Gather every line in the entries below that contains the string "positive" and copy each one out in full.

Start of RECORDS SUPPLIED

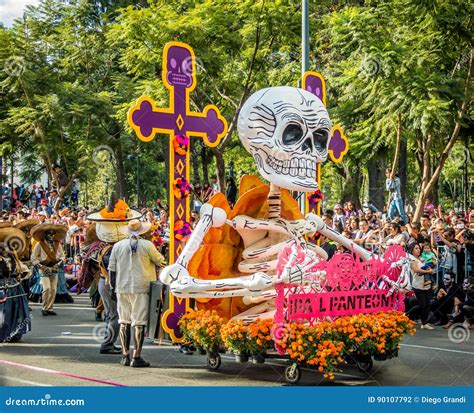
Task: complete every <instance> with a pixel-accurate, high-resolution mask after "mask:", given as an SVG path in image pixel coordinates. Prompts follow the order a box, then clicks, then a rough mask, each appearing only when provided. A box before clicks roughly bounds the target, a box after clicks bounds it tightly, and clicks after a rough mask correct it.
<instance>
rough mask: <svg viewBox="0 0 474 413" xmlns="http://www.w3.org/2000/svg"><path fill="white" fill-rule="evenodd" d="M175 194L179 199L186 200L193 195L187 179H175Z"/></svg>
mask: <svg viewBox="0 0 474 413" xmlns="http://www.w3.org/2000/svg"><path fill="white" fill-rule="evenodd" d="M173 193H174V196H175V197H176V198H177V199H184V198H187V197H188V196H189V194H190V193H191V185H190V184H189V182H188V181H187V180H186V179H185V178H178V179H175V181H174V182H173Z"/></svg>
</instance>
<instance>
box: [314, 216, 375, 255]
mask: <svg viewBox="0 0 474 413" xmlns="http://www.w3.org/2000/svg"><path fill="white" fill-rule="evenodd" d="M306 219H307V220H308V221H309V222H310V223H312V224H313V227H314V232H316V231H317V232H320V233H321V234H323V235H324V236H326V237H327V238H329V239H330V240H332V241H335V242H337V243H339V244H341V245H342V246H344V247H346V248H347V249H348V250H350V251H354V252H355V253H356V254H359V256H360V258H361V259H362V260H363V261H367V260H369V259H370V257H371V256H372V254H371V253H370V252H369V251H367V250H366V249H364V248H362V247H361V246H359V245H357V244H356V243H355V242H354V241H352V240H350V239H348V238H346V237H344V236H343V235H341V234H339V232H337V231H335V230H333V229H332V228H329V227H328V226H327V225H326V224H325V223H324V222H323V220H322V219H321V218H320V217H319V216H318V215H315V214H308V215H306Z"/></svg>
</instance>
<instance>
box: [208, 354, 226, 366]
mask: <svg viewBox="0 0 474 413" xmlns="http://www.w3.org/2000/svg"><path fill="white" fill-rule="evenodd" d="M221 362H222V360H221V356H220V354H219V353H215V354H209V355H208V356H207V367H209V369H210V370H217V369H218V368H219V367H220V365H221Z"/></svg>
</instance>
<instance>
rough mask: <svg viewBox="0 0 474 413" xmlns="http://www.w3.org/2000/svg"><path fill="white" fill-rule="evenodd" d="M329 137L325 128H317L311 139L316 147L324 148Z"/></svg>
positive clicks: (314, 132) (328, 132) (325, 145)
mask: <svg viewBox="0 0 474 413" xmlns="http://www.w3.org/2000/svg"><path fill="white" fill-rule="evenodd" d="M328 139H329V132H328V131H326V130H317V131H316V132H314V133H313V141H314V144H315V145H316V147H319V148H321V149H323V148H326V145H327V143H328Z"/></svg>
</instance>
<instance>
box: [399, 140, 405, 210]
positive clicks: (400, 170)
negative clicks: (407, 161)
mask: <svg viewBox="0 0 474 413" xmlns="http://www.w3.org/2000/svg"><path fill="white" fill-rule="evenodd" d="M398 175H399V177H400V191H401V193H402V199H403V200H404V201H405V202H407V141H406V139H403V138H402V140H401V142H400V159H399V160H398Z"/></svg>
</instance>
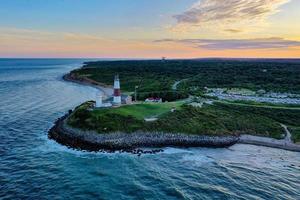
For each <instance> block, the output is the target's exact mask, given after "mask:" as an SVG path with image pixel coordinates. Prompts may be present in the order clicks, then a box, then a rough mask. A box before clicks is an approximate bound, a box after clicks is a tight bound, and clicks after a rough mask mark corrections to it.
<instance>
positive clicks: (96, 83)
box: [62, 73, 113, 96]
mask: <svg viewBox="0 0 300 200" xmlns="http://www.w3.org/2000/svg"><path fill="white" fill-rule="evenodd" d="M62 78H63V80H65V81H69V82H73V83H77V84H80V85H86V86H90V87H94V88H96V89H98V90H100V91H102V92H103V93H104V95H106V96H110V95H112V93H113V88H112V86H109V85H105V84H102V83H98V82H96V81H94V80H91V79H88V78H78V77H76V76H74V75H72V74H71V73H68V74H65V75H63V77H62Z"/></svg>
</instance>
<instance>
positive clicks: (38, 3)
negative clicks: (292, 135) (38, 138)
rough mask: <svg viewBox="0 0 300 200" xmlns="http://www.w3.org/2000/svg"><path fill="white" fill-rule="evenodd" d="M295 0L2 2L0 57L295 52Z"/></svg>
mask: <svg viewBox="0 0 300 200" xmlns="http://www.w3.org/2000/svg"><path fill="white" fill-rule="evenodd" d="M299 9H300V1H298V0H257V1H252V0H224V1H218V0H184V1H183V0H164V1H161V0H154V1H148V0H139V1H130V0H113V1H102V0H100V1H98V0H87V1H82V0H64V1H61V0H52V1H47V3H45V1H37V0H27V1H19V0H10V1H1V7H0V57H90V58H160V57H162V56H166V57H168V58H201V57H251V58H252V57H254V58H256V57H258V58H275V57H278V58H299V57H300V23H299V19H300V12H299Z"/></svg>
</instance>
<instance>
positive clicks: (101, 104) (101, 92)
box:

End of RECORDS SUPPLIED

TASK RESULT:
positive clicks: (314, 132) (328, 132) (325, 145)
positive clicks: (400, 170)
positive clicks: (96, 83)
positive clicks: (38, 3)
positive clicks: (101, 104) (101, 92)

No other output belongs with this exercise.